=== Records for processing ===

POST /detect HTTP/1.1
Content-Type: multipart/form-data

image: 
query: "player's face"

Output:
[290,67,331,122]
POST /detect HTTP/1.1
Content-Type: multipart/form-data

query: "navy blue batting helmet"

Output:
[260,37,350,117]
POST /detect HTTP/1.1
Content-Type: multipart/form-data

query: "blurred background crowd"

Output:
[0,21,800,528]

===

## Do this
Reproduce every one of the entries above, replacing each "Output" with "Result" and leaving everything else unchanged.

## Response
POST /detect HTTP/1.1
Content-Type: multipart/form-data

image: 
query: "player's face"

Result:
[290,67,331,122]
POST /detect HTTP/1.1
Content-Type: multipart/form-data

query: "navy blue batting helmet"

Result:
[260,37,350,117]
POST /detect HTTP/1.1
Content-Type: multipart/form-data

query: "blurred background crowd"

Result:
[0,21,800,528]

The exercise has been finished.